» **INSTRUCTION**:
Substitute "garden chair" for every "patio chair" in the entries below, rewriting only everything from the line containing "the fireplace, the" down to the line containing "[[169, 317], [60, 312]]" and leaving all else in those lines unchanged.

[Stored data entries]

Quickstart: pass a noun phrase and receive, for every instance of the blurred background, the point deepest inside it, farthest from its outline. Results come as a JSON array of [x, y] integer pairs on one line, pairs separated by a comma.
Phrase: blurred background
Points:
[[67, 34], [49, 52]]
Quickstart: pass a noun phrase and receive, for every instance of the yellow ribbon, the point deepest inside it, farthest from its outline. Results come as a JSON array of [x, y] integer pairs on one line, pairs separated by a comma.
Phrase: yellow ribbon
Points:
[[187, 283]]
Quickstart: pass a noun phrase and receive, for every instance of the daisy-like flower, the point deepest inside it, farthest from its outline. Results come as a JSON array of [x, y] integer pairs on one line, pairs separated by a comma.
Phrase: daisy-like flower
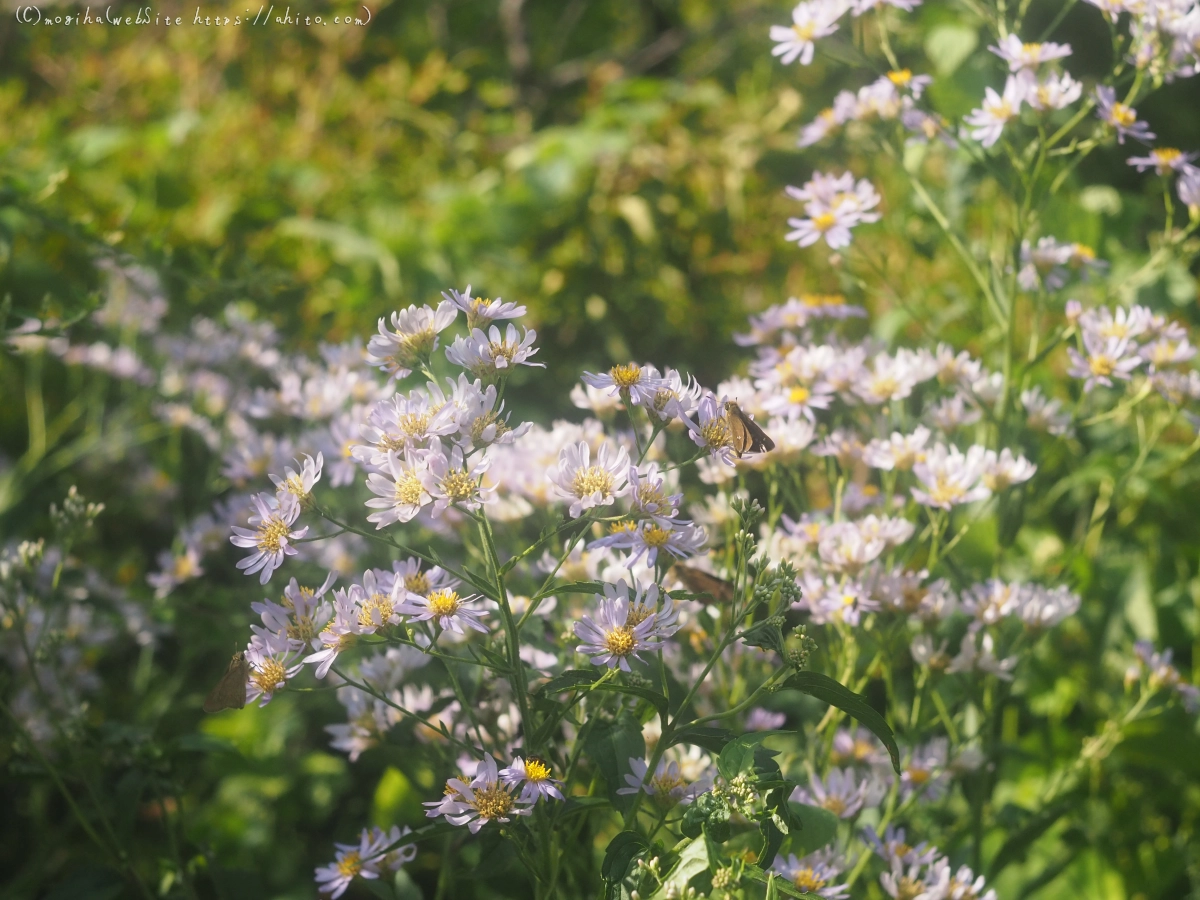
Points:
[[895, 850], [899, 453], [1029, 55], [451, 480], [300, 483], [1120, 117], [982, 658], [485, 799], [340, 633], [624, 628], [537, 777], [832, 225], [631, 381], [1107, 358], [841, 792], [712, 431], [483, 420], [412, 340], [924, 773], [961, 885], [679, 539], [810, 19], [949, 478], [401, 490], [1005, 471], [481, 311], [406, 421], [669, 784], [997, 111], [270, 534], [588, 484], [377, 851], [493, 355], [444, 605], [301, 613], [1164, 160], [273, 660], [1057, 90], [813, 874]]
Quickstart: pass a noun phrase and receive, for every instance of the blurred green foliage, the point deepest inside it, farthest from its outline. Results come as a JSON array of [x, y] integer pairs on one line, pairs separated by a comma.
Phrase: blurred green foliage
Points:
[[618, 166]]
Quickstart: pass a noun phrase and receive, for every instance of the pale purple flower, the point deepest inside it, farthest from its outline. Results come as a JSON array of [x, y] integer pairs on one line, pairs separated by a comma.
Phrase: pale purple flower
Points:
[[271, 535]]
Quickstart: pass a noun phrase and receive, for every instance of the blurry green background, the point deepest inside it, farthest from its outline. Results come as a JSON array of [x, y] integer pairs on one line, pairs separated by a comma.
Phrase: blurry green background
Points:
[[617, 166]]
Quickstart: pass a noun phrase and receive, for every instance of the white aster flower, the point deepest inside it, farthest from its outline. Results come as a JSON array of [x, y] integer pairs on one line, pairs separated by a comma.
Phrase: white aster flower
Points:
[[485, 799], [624, 627], [450, 611], [813, 874], [1029, 55], [997, 111], [481, 311], [949, 478], [493, 355], [631, 381], [588, 485], [401, 489], [455, 481], [810, 19], [535, 777], [271, 535]]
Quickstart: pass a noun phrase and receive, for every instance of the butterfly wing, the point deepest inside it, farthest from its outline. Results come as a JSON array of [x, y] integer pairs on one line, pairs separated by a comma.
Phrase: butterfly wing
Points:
[[231, 690], [697, 581], [748, 437]]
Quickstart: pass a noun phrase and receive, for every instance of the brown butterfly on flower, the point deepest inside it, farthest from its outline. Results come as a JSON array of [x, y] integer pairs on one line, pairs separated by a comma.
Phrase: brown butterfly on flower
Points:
[[747, 436], [697, 581], [231, 690]]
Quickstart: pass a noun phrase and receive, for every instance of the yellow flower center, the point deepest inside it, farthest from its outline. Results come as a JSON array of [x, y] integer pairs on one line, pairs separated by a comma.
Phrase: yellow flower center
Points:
[[625, 377], [808, 881], [409, 490], [619, 642], [637, 615], [444, 603], [351, 864], [592, 480], [413, 424], [377, 601], [457, 486], [655, 537], [493, 802], [270, 677], [946, 491], [834, 804], [1102, 365], [1123, 115], [271, 534], [717, 433]]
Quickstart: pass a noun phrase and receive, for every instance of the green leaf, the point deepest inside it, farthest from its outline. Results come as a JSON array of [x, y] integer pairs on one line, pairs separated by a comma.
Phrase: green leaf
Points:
[[693, 861], [817, 828], [622, 851], [838, 695], [767, 635], [777, 882], [611, 745], [711, 738]]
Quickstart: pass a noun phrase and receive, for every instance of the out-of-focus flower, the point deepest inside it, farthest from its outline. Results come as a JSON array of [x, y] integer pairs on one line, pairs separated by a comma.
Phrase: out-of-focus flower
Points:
[[271, 535]]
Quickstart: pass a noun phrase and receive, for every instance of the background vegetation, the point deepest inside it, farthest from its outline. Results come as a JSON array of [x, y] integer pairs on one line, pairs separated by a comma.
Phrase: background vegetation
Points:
[[618, 167]]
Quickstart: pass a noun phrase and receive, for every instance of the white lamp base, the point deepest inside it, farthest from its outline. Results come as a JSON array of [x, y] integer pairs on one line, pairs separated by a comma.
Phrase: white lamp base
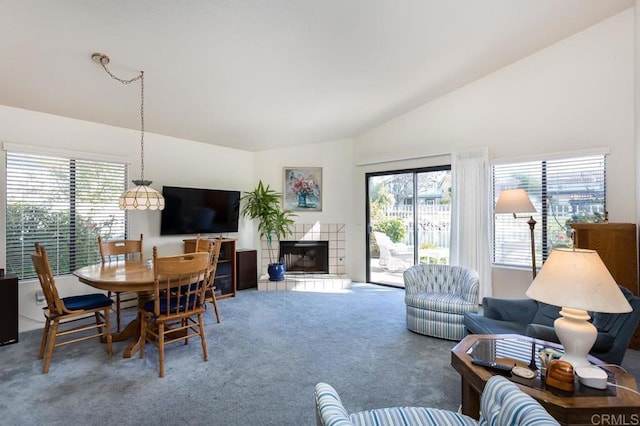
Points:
[[577, 336]]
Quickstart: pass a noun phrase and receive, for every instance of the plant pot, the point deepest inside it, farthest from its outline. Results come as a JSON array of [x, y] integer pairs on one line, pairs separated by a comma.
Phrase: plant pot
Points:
[[276, 271]]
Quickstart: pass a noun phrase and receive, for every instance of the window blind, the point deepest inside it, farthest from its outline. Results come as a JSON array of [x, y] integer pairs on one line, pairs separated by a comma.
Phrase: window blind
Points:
[[563, 191], [63, 204]]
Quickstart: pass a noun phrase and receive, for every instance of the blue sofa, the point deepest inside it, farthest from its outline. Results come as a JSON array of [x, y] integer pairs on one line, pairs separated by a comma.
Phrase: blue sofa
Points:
[[502, 403], [535, 319]]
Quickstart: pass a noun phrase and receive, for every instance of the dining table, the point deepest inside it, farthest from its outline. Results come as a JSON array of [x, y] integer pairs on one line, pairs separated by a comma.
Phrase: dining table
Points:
[[121, 276]]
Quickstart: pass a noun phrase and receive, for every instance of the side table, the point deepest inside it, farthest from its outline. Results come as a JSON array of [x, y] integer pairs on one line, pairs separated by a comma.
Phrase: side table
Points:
[[619, 404]]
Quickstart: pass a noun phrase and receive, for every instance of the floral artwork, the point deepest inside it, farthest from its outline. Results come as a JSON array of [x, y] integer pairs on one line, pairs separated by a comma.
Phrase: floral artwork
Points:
[[303, 188]]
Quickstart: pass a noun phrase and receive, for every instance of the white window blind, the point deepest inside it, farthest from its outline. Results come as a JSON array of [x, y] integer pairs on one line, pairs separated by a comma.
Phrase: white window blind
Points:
[[63, 204], [562, 191]]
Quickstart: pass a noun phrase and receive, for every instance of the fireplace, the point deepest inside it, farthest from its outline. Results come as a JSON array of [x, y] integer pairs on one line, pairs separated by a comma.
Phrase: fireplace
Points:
[[305, 256]]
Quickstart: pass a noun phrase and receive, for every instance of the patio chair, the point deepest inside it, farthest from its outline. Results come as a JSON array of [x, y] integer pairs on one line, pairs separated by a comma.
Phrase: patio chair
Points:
[[169, 317], [60, 312]]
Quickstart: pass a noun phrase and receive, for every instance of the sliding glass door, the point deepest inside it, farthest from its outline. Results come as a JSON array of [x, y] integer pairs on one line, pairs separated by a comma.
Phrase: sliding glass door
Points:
[[409, 221]]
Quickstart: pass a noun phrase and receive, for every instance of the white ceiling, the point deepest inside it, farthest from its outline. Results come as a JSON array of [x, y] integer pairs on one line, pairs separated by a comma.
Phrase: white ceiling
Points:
[[261, 74]]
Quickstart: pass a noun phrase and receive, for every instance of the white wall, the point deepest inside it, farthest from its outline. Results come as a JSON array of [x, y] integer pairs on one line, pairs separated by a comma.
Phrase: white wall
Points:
[[338, 196], [168, 161], [573, 96]]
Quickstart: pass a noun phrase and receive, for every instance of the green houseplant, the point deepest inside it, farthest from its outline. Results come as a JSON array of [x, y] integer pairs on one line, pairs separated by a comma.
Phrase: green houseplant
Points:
[[274, 224]]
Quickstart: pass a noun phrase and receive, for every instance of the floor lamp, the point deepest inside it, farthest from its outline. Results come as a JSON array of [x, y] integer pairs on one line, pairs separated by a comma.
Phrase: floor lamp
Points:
[[517, 201]]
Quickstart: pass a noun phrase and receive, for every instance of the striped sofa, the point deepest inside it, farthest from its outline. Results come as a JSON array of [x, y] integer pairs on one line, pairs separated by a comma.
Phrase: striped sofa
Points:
[[502, 403], [437, 297]]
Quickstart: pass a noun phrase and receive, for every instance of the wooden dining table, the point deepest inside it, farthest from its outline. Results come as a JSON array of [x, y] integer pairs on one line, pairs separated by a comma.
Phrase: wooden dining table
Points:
[[121, 276]]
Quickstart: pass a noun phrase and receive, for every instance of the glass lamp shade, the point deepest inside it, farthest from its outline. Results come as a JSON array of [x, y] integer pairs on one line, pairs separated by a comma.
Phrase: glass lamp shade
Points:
[[514, 201], [141, 197], [577, 278]]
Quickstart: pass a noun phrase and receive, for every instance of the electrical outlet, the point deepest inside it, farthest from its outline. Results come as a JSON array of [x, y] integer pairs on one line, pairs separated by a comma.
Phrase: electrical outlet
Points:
[[39, 297]]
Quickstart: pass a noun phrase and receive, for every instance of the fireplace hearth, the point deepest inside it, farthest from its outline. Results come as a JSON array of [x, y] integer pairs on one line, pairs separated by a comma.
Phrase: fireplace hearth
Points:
[[305, 256]]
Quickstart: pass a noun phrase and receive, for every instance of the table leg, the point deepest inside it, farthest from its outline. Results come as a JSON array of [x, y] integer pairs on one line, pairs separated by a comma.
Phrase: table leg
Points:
[[132, 330], [470, 400]]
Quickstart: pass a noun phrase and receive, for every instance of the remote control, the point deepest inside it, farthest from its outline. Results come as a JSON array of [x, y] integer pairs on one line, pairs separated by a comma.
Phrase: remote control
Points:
[[503, 369]]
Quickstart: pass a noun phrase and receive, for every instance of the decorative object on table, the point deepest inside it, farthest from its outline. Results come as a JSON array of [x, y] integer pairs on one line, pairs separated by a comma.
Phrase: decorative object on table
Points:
[[578, 281], [517, 201], [505, 315], [116, 250], [142, 197], [274, 224], [560, 375], [303, 188]]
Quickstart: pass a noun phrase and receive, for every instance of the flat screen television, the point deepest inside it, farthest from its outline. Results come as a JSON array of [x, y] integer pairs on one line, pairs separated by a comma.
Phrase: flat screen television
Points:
[[196, 210]]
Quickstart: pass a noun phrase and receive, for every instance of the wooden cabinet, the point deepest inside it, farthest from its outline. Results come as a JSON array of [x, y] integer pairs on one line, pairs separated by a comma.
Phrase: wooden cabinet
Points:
[[226, 270], [617, 245], [246, 268], [8, 309]]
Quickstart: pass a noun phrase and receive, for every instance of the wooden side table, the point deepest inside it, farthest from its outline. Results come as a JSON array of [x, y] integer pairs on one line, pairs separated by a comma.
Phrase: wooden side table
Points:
[[619, 403]]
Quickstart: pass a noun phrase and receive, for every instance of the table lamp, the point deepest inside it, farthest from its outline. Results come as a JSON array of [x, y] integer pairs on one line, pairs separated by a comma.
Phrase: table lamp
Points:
[[517, 201], [578, 281]]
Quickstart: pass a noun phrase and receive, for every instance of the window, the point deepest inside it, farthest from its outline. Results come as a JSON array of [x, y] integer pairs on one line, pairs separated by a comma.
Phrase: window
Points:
[[563, 191], [64, 204]]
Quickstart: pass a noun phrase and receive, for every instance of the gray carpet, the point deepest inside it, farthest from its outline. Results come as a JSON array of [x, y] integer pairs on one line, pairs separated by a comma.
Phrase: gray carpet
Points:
[[264, 360]]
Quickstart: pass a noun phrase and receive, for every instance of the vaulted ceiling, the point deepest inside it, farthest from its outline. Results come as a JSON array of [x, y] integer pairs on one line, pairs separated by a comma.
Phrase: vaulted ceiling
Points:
[[261, 74]]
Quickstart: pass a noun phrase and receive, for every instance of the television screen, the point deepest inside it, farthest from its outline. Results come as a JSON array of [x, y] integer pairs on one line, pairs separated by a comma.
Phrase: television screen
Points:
[[195, 210]]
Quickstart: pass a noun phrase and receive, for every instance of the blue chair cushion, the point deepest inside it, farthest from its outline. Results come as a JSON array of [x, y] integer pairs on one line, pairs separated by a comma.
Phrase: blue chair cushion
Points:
[[191, 287], [174, 304], [86, 301]]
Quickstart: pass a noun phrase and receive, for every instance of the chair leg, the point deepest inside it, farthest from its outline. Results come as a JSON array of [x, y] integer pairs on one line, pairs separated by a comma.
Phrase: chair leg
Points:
[[45, 337], [161, 348], [107, 324], [203, 339], [50, 345]]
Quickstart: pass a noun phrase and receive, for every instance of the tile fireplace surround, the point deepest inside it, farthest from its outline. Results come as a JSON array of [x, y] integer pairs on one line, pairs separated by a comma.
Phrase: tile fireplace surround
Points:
[[335, 280]]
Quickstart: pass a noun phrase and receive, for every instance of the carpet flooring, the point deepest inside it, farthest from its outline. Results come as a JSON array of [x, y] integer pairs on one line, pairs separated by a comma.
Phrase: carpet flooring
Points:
[[264, 360]]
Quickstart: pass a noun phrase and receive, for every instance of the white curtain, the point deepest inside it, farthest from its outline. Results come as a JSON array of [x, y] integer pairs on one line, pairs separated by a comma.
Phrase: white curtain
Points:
[[470, 245]]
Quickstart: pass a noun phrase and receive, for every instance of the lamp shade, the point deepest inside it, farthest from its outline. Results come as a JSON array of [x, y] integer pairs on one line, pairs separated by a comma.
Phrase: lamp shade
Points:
[[578, 279], [141, 197], [514, 201]]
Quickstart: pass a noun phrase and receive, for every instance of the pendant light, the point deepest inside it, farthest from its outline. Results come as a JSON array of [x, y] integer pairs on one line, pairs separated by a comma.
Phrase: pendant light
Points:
[[142, 196]]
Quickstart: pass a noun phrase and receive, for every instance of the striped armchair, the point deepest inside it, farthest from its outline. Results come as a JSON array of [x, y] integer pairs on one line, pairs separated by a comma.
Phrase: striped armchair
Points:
[[502, 403], [437, 297]]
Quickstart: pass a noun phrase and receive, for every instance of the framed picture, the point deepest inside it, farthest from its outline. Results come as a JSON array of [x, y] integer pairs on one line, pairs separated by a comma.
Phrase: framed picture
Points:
[[303, 188]]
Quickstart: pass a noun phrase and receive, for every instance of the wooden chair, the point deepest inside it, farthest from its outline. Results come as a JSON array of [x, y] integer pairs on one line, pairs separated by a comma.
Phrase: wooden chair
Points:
[[213, 248], [116, 250], [169, 317], [60, 312]]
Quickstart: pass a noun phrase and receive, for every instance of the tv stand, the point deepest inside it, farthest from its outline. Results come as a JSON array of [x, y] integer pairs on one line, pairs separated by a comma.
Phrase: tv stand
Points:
[[225, 281]]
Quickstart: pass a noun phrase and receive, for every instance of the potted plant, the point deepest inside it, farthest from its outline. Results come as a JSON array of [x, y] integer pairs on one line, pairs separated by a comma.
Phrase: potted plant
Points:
[[274, 224]]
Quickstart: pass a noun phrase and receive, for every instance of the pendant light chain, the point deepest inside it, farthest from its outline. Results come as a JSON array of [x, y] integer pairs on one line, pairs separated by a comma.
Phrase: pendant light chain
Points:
[[123, 81], [143, 196]]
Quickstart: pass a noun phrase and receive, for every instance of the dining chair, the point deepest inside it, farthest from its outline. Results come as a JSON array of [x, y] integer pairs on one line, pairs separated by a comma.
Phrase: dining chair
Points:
[[213, 248], [169, 317], [60, 312], [116, 250]]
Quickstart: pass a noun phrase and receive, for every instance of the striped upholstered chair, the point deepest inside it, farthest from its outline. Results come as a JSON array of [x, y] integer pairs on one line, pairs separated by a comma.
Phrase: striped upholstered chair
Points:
[[502, 403], [437, 296]]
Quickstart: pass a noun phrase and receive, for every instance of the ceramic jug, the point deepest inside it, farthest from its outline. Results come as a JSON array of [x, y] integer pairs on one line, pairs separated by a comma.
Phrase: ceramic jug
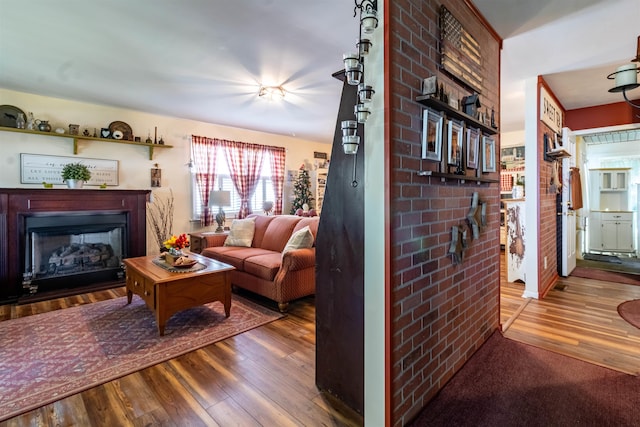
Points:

» **EXERCISE SOLUTION**:
Quickstart: pass a noun phrase and receive, for every instance of the fireplace, the point deepest inside it, farthest from its outline. Results come as a JSON array of [x, y] integer pairs on one line, pairs separated by a comma.
Phrase: fireplace
Points:
[[305, 256]]
Quickstart: pass a noun phrase and receive, for every instance of the garden chair, the point deepest inside it, farthest from its outline. Results come as a JSON array of [x, y] integer pairs on one line, pairs separated by a comma.
Phrase: garden chair
Points:
[[169, 317], [60, 312]]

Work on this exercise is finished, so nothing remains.